▶ **Tarea planteada 1**: Extrae de los registros todas las líneas que contengan la palabra "blue", teniendo en cuenta las mayúsculas y minúsculas.

▶ **Texto mostrado**:
Quiero que, si caigo de nuevo en tentaciones semejantes, me falte un roastbeef, desaparezca del mundo el beefsteak, se anonaden los timbales de macarrones, no haya pavos en Perigueux, ni pasteles en Perigord, se sequen los viñedos de Burdeos, y beban, en fin, todos menos yo la deliciosa espuma del Champagne.” (El castellano viejo. Artículos de costumbres. Mariano José de Larra)

Tanto repugnó a Larra lo vivido en el convite que refiere en El castellano viejo que, caso de volver a pasar por tal experiencia, se impone como penitencia privarse de sus más apreciados manjares. No oculta su gusto afrancesado, mas encabeza la lista con un británico roastbeef.

Y no es de extrañar que entre los refinados gustos de D. Mariano José tuviese lugar preeminente este asado concebido en las cocinas inglesas, pues pocas preparaciones hacen tanto honor a las excelencias de la carne de vacuno.

Recetas de rosbif (la Real Academia recoge en su diccionario la forma castellanizada del término inglés) hay muchas aunque todas coinciden en su esencia: un asado de una pieza de vacuno bien tostado por fuera y rosado en su interior. Hay versiones que tienden a cocinarlo más y otras que rozan la crudeza, yo me inclino por estas últimas, aunque nunca dejándolo sangrante. Hay recetas que incluyen algunas hierbas o especias y otras que optan por mantener la pureza de la carne. En todos los casos, si la elaboración ha sido cuidada y la pieza la adecuada, encontraremos un bocado tierno, sabroso y respetuoso con las cualidades de la carne.

Y es un rosbif el culpable de esos aromas que impregnan el pasillo y que iniciaban este artículo. Se trata de una de esas veces en que, con la debida reverencia, pongo manos a la obra con un clásico.

La elección de la pieza de carne es el primer paso hacia el éxito del lance. Una vez más ha sido Carnicerías Donoso el proveedor y consejero: un lomo bajo de retinto.

Hay que decidir si dejar que la carne hable en solitario o que algún aliño en la justa medida acompañe sin restar protagonismo a quien debe tenerlo: opto por una mezcla de aceite de oliva virgen, un poco de mostaza, romero y tomillo. Una vez salada con mesura la pieza de carne y comprimida en una malla, la untamos con la mezcla.

Tras un breve reposo de media hora, en una plancha bien caliente creamos esa costra que será cárcel dorada de los jugos y aromas del retinto y que es quizá la clave de la preparación. Pues, tras el bullicioso crepitar de su paso por la plancha, es la cálida y sosegada reclusión de las esencias de la carne lo que obrará el rosado prodigio.

El horno precalentado y una cocción de unos veinte a treinta minutos por kilogramo de carne hacen el resto. Prefiero los veinte minutos y un poco de reposo en el horno ya apagado. Siempre me inclino por la versión más rosa, más cruda del rosbif, pero es cuestión de gustos.

El cuchillo hiende la pieza y abre un libro sonrosado donde se leen páginas de campo y dehesa. Las hierbas y tostados del exterior son suave prólogo de la ternura y los aromas del retinto. En la copa, un Nadir tinto que durmió cuatro meses en la quietud del roble mezcla sus violáceas frutas con las carnes en una perfecta y equilibrada armonía. Retinto y vino de la Tierra de Barros productos de la tierra de Extremadura para recrear un gran clásico británico.

▶ **Datos proporcionados**:

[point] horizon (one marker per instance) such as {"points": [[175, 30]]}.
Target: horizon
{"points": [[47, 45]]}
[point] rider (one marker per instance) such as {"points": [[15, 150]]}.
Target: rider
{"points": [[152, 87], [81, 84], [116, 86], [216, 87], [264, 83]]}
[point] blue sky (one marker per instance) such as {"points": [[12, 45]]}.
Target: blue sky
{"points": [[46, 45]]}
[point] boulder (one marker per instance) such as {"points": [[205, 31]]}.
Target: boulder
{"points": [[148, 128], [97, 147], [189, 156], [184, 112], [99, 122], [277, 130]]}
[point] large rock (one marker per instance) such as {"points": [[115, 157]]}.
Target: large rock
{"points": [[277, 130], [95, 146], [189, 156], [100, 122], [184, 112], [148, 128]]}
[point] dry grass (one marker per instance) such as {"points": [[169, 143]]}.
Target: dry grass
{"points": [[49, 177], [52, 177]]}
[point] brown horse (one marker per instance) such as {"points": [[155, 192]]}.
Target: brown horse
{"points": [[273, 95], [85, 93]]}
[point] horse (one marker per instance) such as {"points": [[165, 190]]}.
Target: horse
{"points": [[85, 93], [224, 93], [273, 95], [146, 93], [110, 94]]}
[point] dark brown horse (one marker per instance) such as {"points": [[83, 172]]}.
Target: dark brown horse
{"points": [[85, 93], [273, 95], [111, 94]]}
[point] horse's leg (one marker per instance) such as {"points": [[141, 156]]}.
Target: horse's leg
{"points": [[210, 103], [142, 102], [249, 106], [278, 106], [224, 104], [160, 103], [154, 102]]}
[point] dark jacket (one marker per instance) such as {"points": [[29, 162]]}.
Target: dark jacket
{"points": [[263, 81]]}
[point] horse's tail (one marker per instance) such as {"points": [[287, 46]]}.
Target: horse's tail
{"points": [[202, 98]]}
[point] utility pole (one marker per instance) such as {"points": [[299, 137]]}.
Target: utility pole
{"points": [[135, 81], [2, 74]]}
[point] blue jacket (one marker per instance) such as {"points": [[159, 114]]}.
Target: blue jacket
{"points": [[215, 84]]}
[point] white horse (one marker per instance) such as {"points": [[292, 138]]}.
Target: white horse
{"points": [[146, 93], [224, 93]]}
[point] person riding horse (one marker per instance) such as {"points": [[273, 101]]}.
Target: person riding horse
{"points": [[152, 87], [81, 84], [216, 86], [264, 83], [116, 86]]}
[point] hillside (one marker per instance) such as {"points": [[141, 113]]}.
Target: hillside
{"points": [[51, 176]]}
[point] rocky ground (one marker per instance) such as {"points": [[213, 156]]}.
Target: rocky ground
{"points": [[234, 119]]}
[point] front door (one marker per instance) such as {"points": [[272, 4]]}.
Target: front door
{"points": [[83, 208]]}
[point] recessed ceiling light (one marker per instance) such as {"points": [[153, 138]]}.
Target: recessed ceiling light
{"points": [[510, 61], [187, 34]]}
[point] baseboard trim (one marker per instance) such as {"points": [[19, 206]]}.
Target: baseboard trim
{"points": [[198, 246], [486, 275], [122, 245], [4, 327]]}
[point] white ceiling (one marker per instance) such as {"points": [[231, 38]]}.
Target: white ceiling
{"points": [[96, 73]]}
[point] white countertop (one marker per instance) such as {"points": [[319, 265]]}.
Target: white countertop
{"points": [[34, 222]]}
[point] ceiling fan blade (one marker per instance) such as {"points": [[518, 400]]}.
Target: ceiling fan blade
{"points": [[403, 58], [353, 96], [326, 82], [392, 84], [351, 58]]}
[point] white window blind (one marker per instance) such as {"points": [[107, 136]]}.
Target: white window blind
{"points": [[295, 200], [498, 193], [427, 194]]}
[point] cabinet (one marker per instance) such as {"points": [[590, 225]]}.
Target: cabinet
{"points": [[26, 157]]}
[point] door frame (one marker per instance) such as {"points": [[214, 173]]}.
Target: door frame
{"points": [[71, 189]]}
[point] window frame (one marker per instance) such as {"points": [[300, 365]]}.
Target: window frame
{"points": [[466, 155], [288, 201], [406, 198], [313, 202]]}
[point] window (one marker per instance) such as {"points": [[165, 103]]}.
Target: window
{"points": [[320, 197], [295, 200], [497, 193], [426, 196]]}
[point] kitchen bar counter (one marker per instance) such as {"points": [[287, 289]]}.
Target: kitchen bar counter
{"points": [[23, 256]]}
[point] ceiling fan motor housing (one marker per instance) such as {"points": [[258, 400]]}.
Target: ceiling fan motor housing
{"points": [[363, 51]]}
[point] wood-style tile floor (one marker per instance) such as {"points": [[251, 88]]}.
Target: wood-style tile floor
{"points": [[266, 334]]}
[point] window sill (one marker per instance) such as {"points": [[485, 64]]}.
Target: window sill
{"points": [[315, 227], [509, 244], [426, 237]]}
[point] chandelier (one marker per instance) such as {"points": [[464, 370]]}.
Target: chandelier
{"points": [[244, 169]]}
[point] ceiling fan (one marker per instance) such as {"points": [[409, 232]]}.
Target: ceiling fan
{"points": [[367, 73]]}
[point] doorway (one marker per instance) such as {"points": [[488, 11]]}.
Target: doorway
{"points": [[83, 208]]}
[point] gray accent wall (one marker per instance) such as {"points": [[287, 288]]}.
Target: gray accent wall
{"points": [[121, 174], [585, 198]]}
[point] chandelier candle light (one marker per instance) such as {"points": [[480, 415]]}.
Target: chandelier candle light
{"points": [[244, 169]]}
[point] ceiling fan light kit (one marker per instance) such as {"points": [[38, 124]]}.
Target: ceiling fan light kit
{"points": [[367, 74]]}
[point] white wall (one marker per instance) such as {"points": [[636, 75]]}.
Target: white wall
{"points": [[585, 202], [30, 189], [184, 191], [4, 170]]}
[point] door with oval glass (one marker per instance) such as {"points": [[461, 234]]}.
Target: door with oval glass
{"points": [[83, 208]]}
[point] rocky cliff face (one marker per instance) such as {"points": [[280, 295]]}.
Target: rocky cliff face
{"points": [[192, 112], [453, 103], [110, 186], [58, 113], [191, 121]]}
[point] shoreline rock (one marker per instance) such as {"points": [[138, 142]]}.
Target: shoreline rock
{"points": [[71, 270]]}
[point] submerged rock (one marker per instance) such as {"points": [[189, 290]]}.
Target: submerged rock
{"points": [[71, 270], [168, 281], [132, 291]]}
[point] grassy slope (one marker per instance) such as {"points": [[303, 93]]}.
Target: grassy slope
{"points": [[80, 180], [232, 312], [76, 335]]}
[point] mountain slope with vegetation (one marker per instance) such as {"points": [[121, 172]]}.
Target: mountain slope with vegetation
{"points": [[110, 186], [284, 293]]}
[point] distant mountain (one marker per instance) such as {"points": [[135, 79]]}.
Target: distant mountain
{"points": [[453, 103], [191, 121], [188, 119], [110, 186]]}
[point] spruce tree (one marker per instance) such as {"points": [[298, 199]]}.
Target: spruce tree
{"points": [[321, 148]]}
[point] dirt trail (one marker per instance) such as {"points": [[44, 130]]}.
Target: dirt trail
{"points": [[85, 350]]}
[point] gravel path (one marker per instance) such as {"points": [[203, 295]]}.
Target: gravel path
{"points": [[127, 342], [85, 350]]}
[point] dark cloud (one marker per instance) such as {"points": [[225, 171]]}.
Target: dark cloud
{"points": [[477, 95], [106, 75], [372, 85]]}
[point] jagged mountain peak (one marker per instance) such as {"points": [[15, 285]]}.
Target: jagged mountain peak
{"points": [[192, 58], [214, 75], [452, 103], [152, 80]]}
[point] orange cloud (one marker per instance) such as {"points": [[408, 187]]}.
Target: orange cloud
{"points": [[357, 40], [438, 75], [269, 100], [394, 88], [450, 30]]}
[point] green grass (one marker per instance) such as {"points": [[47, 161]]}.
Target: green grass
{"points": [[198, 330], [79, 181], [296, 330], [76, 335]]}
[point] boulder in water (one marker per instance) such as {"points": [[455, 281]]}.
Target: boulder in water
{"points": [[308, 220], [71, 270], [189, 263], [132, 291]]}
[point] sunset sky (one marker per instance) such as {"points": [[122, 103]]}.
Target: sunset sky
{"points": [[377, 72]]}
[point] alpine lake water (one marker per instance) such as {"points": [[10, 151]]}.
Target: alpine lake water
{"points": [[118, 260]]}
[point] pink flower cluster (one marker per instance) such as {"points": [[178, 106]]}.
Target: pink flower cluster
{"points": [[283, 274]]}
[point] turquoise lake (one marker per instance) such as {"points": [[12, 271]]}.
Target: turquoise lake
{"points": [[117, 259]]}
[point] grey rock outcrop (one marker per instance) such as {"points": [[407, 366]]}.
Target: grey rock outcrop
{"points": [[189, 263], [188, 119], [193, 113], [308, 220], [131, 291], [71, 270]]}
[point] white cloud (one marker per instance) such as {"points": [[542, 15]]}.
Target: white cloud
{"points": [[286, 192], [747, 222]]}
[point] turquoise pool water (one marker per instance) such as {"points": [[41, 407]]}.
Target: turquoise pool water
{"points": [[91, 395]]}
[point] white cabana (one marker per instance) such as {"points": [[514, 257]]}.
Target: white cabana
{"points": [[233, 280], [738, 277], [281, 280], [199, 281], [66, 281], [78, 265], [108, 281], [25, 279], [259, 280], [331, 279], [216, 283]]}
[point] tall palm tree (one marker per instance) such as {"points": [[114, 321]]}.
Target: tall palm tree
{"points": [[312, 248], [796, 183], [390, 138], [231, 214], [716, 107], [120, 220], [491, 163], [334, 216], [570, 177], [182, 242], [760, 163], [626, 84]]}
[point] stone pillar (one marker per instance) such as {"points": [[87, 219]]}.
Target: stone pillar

▶ **Tarea planteada 2**: Duplica el fragmento del texto sobre el rosbif que empieza en las palabras "Quiero que, si" y termina después de las palabras "un británico roastbeef.".

▶ **Respuesta correcta 1**:
[point] blue sky (one marker per instance) such as {"points": [[12, 45]]}.
Target: blue sky
[point] blue jacket (one marker per instance) such as {"points": [[159, 114]]}.
Target: blue jacket

▶ **Respuesta correcta 2**:
Quiero que, si caigo de nuevo en tentaciones semejantes, me falte un roastbeef, desaparezca del mundo el beefsteak, se anonaden los timbales de macarrones, no haya pavos en Perigueux, ni pasteles en Perigord, se sequen los viñedos de Burdeos, y beban, en fin, todos menos yo la deliciosa espuma del Champagne.” (El castellano viejo. Artículos de costumbres. Mariano José de Larra)

Tanto repugnó a Larra lo vivido en el convite que refiere en El castellano viejo que, caso de volver a pasar por tal experiencia, se impone como penitencia privarse de sus más apreciados manjares. No oculta su gusto afrancesado, mas encabeza la lista con un británico roastbeef.